__ASSIGNMENT 1__:
Write out the End Trachoma by 2020 text word for word, starting at "It persists in" and ending at "and cause blindness.".
__ASSIGNMENT 2__:
In the End Trachoma by 2020 text, what level had trachoma fallen to by 2015?

End Trachoma by 2020

Trachoma is the world’s leading infectious cause of irreversible blindness.  The disease disappeared from Australian cities and towns over 100 years ago.  But we remain the last developed country in the world where this disease is still considered endemic. 

It persists in some of our outback Indigenous communities.  It does so in communities where living standards are inadequate, where there is a lack of functional, maintained washing facilities, and where homes are chronically overcrowded.  Current personal and community hygiene practices allow the frequent spreading of infected secretions from one child to another, and although trachoma is easily treated with antibiotics, it is the frequent recurrent infections that damage the eyelids and cause blindness.

In 2008, Australia joined the World Health Organisation in their global goal to eliminate trachoma by 2020 and committed to extensive funding of programs aimed at trachoma’s elimination.  Since then, a coordinated effort to treat trachoma with antibiotics and promote hygiene saw levels of trachoma reduce from 21%, to 4.6% in 2015.  However, to stop trachoma transmission and to stop trachoma bouncing back, we must work on prevention.  We must make sure all children in these communities can keep their faces clean, and that they have safe, functional washing facilities.

Led by the Rotary Club of Melbourne, EndTrachoma by 2020 unites Rotary clubs across Australia, to work towards eliminating trachoma by preventing the spread of infection that causes this avoidable blindness.  This project is endorsed by 2017-18 Rotary International President, Australian Ian Riseley, and Zone Director Noel Trevaskis, and was endorsed as a project to commemorate Rotary Australia’s centenary year in 2021.

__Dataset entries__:

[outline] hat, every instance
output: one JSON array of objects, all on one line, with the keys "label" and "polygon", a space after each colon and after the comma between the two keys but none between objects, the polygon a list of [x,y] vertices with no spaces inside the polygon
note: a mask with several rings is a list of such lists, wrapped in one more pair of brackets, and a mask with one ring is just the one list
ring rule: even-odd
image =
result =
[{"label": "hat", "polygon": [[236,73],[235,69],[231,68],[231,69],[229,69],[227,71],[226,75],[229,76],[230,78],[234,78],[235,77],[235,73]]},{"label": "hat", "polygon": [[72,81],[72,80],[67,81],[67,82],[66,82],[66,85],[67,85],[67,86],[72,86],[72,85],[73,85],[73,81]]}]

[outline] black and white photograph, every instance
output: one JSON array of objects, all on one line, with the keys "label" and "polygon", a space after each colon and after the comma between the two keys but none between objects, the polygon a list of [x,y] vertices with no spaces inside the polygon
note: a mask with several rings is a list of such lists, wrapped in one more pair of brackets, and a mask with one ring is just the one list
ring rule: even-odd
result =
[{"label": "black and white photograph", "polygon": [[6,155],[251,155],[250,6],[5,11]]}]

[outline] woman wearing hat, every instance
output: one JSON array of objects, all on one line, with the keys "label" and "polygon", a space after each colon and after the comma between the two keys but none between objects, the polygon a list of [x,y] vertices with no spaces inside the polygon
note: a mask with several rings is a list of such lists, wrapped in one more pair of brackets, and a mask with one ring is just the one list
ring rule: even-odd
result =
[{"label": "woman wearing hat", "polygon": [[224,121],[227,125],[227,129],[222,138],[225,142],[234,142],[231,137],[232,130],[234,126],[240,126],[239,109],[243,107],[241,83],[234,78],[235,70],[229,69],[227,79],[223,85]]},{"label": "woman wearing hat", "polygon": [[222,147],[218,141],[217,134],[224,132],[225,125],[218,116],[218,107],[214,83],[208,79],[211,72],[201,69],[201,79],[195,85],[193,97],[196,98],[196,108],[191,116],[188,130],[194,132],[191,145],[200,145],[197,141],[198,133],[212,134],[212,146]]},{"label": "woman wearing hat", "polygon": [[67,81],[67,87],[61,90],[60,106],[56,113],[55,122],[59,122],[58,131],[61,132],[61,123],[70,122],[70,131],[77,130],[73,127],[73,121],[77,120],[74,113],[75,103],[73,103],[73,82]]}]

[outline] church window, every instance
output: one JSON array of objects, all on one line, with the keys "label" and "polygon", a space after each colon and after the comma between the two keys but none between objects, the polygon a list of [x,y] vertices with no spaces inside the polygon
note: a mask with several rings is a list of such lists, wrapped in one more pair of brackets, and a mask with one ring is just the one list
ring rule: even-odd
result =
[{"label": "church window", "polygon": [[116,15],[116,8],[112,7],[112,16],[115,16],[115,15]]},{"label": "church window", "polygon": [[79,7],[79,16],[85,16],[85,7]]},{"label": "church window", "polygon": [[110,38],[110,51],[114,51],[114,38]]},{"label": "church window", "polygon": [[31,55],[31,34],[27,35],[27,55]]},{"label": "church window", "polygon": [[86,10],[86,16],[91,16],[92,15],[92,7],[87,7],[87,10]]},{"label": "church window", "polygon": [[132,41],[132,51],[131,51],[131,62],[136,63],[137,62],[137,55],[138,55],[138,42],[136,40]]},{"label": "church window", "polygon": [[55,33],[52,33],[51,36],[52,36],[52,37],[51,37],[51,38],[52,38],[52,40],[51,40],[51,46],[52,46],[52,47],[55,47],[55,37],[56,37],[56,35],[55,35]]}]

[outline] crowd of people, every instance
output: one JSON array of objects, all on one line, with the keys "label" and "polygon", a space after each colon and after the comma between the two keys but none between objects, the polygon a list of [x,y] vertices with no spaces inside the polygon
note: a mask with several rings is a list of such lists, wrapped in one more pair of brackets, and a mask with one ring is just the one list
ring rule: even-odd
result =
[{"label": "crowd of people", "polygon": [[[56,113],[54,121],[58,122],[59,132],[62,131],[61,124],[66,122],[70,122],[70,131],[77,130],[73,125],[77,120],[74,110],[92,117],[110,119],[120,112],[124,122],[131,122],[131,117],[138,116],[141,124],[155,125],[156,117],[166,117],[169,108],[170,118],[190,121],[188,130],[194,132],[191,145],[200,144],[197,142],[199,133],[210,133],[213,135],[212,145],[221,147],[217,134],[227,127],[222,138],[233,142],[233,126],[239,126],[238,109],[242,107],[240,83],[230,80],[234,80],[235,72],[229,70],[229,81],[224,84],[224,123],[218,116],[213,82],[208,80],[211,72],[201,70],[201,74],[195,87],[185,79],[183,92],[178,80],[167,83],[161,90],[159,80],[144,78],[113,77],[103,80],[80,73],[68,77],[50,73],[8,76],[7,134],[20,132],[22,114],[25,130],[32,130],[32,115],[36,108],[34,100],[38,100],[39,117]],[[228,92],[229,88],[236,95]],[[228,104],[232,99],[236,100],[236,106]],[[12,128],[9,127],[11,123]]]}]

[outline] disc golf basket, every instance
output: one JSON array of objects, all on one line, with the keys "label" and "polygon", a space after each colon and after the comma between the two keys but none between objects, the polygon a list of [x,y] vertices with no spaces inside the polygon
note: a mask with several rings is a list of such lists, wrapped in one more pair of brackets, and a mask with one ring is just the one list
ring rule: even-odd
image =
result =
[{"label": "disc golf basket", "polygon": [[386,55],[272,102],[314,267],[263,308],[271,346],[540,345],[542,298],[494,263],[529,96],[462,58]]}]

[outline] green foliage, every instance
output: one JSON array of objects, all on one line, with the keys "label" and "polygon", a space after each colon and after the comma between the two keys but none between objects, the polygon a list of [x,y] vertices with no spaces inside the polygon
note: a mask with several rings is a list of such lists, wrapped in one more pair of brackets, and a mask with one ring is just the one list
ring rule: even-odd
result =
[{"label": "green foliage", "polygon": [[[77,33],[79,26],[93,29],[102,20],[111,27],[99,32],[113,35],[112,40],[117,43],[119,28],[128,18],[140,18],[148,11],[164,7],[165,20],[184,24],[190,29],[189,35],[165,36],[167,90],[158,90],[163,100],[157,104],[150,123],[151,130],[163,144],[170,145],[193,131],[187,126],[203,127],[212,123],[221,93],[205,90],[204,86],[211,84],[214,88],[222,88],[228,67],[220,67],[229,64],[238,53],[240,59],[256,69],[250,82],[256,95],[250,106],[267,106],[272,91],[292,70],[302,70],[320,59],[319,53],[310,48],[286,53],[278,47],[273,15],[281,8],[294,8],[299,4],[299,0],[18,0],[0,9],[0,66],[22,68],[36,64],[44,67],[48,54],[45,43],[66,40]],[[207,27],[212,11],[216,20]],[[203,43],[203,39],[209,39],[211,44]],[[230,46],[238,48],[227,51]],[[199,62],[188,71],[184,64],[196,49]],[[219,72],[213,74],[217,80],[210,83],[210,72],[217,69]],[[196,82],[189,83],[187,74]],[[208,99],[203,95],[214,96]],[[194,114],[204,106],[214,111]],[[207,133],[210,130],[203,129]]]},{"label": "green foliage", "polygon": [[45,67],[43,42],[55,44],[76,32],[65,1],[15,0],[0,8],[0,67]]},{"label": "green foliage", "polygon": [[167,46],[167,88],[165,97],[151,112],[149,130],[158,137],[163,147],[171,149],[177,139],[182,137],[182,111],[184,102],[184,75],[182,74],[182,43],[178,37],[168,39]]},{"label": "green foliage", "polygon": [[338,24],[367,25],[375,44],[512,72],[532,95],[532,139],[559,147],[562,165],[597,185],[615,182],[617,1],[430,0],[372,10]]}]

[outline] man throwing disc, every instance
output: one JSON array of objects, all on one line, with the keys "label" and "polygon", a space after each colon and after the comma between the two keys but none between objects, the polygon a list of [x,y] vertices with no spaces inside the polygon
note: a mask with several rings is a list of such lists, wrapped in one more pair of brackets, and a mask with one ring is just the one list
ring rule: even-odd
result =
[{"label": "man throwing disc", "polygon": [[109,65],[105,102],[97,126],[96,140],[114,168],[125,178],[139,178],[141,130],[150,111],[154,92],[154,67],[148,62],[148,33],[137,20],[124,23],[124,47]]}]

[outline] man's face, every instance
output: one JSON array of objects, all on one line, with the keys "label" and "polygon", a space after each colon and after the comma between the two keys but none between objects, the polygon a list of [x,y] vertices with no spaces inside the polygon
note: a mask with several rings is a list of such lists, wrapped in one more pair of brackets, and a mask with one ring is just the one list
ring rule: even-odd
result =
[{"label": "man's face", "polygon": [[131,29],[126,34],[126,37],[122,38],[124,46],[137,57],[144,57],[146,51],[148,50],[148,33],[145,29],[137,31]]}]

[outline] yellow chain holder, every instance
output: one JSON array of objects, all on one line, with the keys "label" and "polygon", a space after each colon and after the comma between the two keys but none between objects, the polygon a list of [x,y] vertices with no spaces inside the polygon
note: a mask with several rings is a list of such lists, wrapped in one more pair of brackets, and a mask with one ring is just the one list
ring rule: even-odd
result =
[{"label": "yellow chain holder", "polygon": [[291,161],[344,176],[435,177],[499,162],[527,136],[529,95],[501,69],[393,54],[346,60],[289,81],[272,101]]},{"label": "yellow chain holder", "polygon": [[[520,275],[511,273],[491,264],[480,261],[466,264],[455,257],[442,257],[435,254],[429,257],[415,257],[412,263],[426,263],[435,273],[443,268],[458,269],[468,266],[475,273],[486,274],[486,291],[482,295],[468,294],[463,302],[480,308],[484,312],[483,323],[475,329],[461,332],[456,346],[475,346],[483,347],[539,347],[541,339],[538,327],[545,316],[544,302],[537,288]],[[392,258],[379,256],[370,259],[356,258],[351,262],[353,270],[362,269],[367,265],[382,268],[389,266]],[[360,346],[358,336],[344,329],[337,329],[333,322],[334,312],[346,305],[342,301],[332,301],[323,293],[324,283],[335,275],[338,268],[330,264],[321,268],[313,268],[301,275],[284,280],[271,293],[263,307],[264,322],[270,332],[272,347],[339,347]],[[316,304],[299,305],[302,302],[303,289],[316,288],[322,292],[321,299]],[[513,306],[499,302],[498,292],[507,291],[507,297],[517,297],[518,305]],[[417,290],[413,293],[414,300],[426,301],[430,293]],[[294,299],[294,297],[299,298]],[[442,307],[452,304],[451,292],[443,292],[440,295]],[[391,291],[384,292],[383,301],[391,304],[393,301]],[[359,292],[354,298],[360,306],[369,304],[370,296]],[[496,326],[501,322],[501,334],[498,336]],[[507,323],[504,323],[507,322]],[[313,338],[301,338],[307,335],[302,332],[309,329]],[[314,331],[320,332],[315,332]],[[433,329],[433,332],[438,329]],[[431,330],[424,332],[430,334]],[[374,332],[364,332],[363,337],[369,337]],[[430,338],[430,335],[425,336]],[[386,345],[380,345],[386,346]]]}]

__YOUR SOLUTION 1__:
It persists in some of our outback Indigenous communities.  It does so in communities where living standards are inadequate, where there is a lack of functional, maintained washing facilities, and where homes are chronically overcrowded.  Current personal and community hygiene practices allow the frequent spreading of infected secretions from one child to another, and although trachoma is easily treated with antibiotics, it is the frequent recurrent infections that damage the eyelids and cause blindness.

__YOUR SOLUTION 2__:
It had fallen to 4.6%, down from 21%.